**EXERCISE MATERIAL:**
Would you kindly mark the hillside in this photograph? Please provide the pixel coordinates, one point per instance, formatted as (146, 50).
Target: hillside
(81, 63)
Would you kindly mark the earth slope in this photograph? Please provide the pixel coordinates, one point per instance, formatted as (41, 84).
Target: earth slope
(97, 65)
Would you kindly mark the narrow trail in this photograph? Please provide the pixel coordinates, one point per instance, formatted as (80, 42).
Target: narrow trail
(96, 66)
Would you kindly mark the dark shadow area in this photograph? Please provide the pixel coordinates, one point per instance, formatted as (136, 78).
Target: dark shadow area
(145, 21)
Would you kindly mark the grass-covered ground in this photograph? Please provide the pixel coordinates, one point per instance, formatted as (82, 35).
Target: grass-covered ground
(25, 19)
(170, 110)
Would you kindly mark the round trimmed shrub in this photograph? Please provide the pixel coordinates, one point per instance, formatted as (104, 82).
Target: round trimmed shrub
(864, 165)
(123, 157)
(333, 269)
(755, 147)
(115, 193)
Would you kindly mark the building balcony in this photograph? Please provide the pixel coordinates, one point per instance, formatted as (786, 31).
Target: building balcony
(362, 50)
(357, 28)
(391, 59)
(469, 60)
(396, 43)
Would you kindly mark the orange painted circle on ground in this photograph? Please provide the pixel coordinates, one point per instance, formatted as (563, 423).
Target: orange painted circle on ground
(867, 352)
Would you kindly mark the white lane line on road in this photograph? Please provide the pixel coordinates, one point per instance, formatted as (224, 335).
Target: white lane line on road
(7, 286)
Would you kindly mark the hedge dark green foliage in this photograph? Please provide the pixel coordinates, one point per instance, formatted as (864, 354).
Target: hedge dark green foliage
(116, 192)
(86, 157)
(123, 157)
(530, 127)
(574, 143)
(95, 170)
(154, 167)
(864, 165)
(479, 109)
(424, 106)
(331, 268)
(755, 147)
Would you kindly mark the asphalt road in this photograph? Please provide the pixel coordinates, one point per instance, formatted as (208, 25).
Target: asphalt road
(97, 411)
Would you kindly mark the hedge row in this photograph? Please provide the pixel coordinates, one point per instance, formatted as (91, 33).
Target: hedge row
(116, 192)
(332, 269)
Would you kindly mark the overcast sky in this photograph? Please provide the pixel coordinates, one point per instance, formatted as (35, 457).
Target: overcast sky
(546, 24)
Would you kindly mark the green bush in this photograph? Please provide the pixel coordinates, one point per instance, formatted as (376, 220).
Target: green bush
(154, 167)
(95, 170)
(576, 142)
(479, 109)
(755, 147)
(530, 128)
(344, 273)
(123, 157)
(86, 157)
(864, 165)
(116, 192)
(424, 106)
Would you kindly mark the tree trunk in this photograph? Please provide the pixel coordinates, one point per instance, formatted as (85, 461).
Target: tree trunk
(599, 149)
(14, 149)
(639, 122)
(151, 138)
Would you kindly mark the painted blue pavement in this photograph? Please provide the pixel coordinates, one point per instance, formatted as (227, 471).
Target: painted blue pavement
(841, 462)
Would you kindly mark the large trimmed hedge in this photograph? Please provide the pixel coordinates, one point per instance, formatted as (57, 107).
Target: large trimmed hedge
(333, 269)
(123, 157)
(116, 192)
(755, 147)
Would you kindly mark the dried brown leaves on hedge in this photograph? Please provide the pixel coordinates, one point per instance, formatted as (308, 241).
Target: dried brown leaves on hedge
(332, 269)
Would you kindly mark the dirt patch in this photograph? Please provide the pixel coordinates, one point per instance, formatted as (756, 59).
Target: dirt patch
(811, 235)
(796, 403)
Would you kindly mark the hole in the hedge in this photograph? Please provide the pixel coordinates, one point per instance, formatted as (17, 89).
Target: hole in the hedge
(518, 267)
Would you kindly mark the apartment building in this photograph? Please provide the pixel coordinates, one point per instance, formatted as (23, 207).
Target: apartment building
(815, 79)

**TASK REQUIREMENTS:**
Return an exact copy of the listing above, complete in every line.

**TASK OUTPUT:**
Would you kindly mark the hillside in this photograph? Please provide the pixel coordinates, one point per instance, formatted as (146, 50).
Target: hillside
(81, 63)
Would you kindly mark the earth slope in this photograph? Please provide the pixel coordinates, one point per instance, formatted as (41, 84).
Target: earth slope
(97, 65)
Would you kindly mark the narrow trail in this photograph? Please provide the pixel coordinates, one point per instance, formatted as (80, 42).
Target: narrow trail
(96, 66)
Would you kindly mark the dark shadow area in this photograph? Please provide the pixel coordinates, one point per instance, formatted as (136, 78).
Target: dark shadow area
(145, 21)
Would you kindly mark the grass-covered ground in this photograph? Please provide the pixel coordinates, one point per instance, formatted as (82, 35).
Target: grass-covered ground
(25, 19)
(170, 110)
Would you kindly mark the round trimmed shrub in this photograph? Please provide the pixel coordinates, one point per instance, formatted as (104, 82).
Target: round trimmed shrub
(864, 165)
(123, 157)
(333, 269)
(755, 147)
(115, 193)
Would you kindly mark the building balcony in this photograph? Please provide the pixel coordinates, one point per instance, formatted as (786, 31).
Target: building balcony
(362, 50)
(357, 28)
(391, 59)
(469, 60)
(396, 43)
Would you kindly mark the orange painted circle on ground in this photograph? Please provide the pixel coordinates, one point per instance, formatted as (563, 423).
Target: orange painted circle on ground
(867, 352)
Would you kindly mark the white lane line on road in this photograph? Please provide the pixel coordinates, one point per instance, formatted as (224, 335).
Target: white lane line on road
(7, 286)
Would you kindly mark the hedge dark green foliage in this photograph? Please provide the pixel coordinates, one point per instance, formatted as (864, 354).
Target: hedge dark green foliage
(116, 192)
(86, 157)
(123, 157)
(530, 127)
(574, 143)
(95, 170)
(154, 167)
(864, 165)
(479, 109)
(424, 106)
(331, 268)
(755, 147)
Would you kindly mark the asphalt road in this photograph? Please provide the pixel coordinates, one point per instance, formatted as (208, 25).
Target: asphalt road
(97, 411)
Would you kindly mark the hedge row in this photograph? Please provide the pixel coordinates, one point per instance, formatted as (91, 33).
Target: hedge row
(116, 192)
(332, 269)
Would you kindly mark the overcast sky in this photograph? Please provide the pixel coordinates, one point per instance, formatted as (35, 457).
Target: overcast sky
(546, 24)
Would you kindly mark the green bush in this photograph? Please provide the pixel coordinates, one point per instance, formatted as (376, 220).
Target: green bush
(154, 167)
(95, 170)
(576, 142)
(479, 109)
(755, 147)
(530, 128)
(344, 273)
(123, 157)
(86, 157)
(864, 165)
(116, 192)
(424, 106)
Would you kindly mark the tree trunk in this photograph? Please provide the pixel coordinates, one point per instance, formatted as (85, 461).
Target: tree trunk
(599, 149)
(14, 149)
(639, 122)
(151, 138)
Would you kindly mark the painted blue pavement in this photograph? Please provide the pixel coordinates, one point per instance, formatted as (227, 471).
Target: painted blue pavement
(841, 462)
Would you kindly mark the large trimmed hedge in this photograph? Please provide the pixel coordinates, one point per instance, formatted as (57, 107).
Target: large trimmed hedge
(333, 269)
(123, 157)
(116, 192)
(755, 147)
Would you kindly mark the dried brown leaves on hedge in this photograph? Please provide the pixel coordinates, one point per instance, formatted as (308, 241).
Target: dried brown leaves on hedge
(332, 269)
Would you kindly mark the dirt patch in this photograph? Please provide the pixel coordinates, one point per instance, formatted as (756, 59).
Target: dirt patch
(811, 235)
(796, 403)
Would you kindly mark the hole in the hedge in this photograph? Please provide the pixel coordinates, one point per instance, formatted as (17, 89).
Target: hole in the hedge
(518, 267)
Would you kindly mark the apartment building in this photograph? Please provide the pixel coordinates, one point per instance, formatted as (23, 207).
Target: apartment building
(815, 79)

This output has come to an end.